### DATI MEMORIZZATI
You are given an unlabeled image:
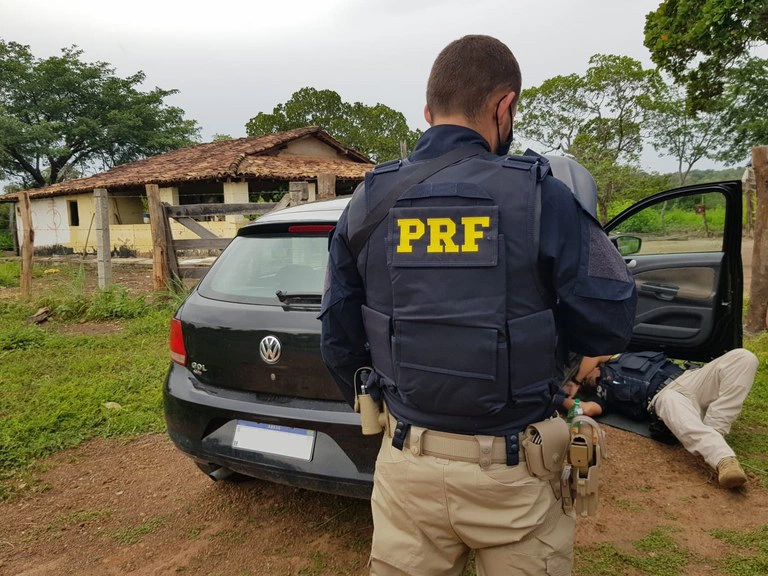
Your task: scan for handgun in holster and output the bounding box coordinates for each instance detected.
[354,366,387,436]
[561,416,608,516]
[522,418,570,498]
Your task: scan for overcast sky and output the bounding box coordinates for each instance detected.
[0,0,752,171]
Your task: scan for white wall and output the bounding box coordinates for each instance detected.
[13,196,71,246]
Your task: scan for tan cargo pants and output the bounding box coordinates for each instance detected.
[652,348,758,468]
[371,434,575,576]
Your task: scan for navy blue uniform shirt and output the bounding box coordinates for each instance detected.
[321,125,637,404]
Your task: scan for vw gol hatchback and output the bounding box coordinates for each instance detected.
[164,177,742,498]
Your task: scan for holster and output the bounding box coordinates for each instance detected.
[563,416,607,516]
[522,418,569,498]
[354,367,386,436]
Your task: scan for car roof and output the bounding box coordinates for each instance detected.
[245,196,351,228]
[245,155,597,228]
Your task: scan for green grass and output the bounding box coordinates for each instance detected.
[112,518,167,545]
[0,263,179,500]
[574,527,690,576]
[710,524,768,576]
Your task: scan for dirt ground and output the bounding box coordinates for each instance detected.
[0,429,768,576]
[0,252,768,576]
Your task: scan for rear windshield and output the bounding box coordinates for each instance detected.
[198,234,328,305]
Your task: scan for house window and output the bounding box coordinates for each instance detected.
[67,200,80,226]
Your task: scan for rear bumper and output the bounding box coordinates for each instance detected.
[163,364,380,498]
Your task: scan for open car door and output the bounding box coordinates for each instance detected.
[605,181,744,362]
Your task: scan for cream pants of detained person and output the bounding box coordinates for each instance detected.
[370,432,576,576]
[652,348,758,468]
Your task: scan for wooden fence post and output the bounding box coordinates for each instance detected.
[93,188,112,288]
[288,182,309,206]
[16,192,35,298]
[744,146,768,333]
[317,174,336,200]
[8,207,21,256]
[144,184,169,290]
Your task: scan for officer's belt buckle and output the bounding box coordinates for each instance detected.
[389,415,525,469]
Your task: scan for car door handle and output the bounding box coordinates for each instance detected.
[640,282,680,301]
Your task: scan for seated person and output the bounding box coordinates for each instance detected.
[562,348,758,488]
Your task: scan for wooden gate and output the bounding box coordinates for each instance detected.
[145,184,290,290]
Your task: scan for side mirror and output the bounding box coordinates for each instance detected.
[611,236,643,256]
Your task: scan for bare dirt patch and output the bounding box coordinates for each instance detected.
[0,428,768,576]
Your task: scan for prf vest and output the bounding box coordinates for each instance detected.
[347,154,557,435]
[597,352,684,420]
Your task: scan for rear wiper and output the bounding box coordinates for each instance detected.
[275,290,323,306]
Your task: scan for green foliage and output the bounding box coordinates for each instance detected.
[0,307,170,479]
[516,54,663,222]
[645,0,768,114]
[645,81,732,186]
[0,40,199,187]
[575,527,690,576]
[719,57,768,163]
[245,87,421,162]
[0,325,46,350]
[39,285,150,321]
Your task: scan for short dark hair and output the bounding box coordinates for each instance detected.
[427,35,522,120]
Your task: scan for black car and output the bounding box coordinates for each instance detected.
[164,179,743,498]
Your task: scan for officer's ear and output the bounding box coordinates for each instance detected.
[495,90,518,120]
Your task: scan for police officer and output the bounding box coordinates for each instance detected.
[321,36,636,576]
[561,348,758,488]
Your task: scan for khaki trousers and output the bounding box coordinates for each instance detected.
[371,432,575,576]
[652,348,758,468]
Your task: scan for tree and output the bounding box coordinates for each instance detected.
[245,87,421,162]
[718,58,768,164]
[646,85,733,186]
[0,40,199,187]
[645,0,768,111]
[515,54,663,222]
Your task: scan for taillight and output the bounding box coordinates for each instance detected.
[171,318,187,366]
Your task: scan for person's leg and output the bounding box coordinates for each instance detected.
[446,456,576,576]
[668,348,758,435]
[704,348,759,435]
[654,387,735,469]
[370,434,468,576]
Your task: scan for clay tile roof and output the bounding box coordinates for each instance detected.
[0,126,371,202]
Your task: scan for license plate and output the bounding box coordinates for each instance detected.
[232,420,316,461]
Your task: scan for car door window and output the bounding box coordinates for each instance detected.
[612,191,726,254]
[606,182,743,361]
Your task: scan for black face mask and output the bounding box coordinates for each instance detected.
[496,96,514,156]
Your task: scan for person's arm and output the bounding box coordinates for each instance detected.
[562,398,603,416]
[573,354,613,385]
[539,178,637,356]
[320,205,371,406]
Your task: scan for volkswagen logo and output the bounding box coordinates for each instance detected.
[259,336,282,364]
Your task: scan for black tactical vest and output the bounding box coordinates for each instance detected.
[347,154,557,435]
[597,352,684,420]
...
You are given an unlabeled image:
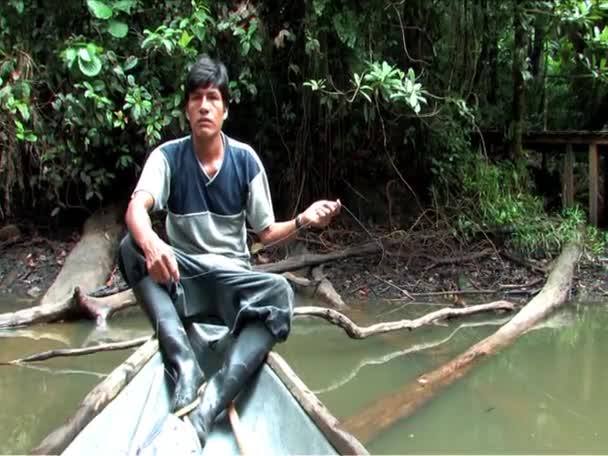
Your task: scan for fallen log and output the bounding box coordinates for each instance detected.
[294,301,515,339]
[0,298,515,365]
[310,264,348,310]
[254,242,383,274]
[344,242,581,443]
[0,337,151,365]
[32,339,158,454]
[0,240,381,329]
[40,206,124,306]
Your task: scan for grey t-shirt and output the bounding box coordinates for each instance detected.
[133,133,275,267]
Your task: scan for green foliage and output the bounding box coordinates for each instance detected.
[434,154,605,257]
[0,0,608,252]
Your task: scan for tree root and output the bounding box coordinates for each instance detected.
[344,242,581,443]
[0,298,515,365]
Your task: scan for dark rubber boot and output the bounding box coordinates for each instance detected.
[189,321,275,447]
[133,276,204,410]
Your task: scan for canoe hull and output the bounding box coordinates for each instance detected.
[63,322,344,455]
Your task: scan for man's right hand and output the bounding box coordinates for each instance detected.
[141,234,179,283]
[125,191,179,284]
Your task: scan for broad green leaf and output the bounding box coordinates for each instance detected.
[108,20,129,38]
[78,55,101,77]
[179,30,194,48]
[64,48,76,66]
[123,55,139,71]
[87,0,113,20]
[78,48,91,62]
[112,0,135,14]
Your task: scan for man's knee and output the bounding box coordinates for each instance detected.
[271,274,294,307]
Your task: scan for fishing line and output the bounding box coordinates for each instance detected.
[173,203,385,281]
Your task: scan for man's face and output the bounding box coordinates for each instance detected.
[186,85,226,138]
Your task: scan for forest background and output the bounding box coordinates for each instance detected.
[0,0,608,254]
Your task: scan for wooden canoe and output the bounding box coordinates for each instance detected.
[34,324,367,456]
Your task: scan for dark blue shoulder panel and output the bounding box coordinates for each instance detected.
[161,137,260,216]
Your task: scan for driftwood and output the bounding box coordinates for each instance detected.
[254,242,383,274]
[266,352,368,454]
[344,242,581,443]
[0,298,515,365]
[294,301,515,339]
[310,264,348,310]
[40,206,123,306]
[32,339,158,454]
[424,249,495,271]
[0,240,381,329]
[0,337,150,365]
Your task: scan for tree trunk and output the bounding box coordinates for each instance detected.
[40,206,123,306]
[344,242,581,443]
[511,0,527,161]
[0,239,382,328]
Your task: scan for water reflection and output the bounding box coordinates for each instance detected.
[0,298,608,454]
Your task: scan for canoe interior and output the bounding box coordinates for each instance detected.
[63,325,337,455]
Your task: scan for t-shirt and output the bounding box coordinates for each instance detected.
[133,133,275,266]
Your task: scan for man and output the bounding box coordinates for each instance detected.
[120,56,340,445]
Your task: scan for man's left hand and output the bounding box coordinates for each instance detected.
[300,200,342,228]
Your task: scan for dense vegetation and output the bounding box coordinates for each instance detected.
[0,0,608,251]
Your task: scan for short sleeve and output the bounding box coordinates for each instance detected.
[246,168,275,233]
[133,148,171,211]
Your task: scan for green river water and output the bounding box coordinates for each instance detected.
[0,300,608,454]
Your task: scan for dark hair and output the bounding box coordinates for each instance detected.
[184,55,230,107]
--
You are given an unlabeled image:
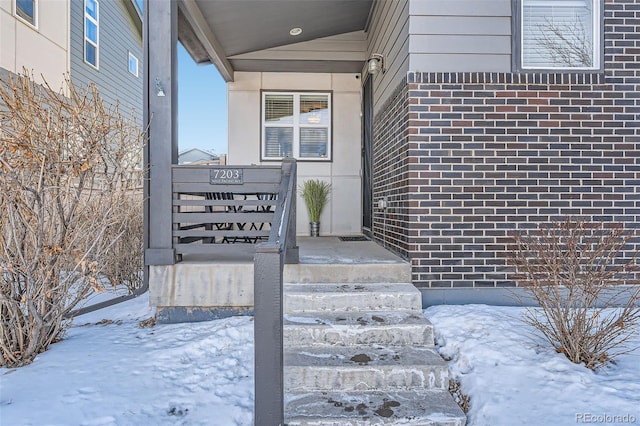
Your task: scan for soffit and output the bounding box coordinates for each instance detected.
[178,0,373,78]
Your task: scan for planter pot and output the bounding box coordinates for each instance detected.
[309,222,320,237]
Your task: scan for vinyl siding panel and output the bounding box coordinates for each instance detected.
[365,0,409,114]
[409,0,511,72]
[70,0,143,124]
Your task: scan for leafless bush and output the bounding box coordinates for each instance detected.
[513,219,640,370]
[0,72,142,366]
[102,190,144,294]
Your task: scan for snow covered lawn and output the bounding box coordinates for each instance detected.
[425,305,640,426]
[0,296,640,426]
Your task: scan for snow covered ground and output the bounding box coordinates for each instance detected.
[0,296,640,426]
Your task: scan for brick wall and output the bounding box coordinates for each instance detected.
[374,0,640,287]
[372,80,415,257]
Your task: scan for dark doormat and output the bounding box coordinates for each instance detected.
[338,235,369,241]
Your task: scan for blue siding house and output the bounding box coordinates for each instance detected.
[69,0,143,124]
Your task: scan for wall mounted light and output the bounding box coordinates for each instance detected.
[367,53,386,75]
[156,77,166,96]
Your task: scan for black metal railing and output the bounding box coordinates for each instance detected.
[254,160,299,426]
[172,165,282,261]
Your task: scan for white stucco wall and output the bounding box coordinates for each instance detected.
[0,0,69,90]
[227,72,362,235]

### COSA SI RICHIEDE
Trasforma in un elenco numerato tutto ciò che, nelle voci qui sopra, va dalla riga che contiene "Your task: scan for grey" giù fino alla riga che contiene "[0,0,608,252]", entrambe incluse. Tralascia le righe vuote.

### RISPOSTA AL COMPITO
1. Your task: scan for grey t-shirt and output the bounding box coordinates for each instance detected.
2. [133,133,275,267]
3. Your task: scan for green foliage and output the bounding box coordinates for each instance detected.
4. [434,154,605,257]
5. [0,0,608,252]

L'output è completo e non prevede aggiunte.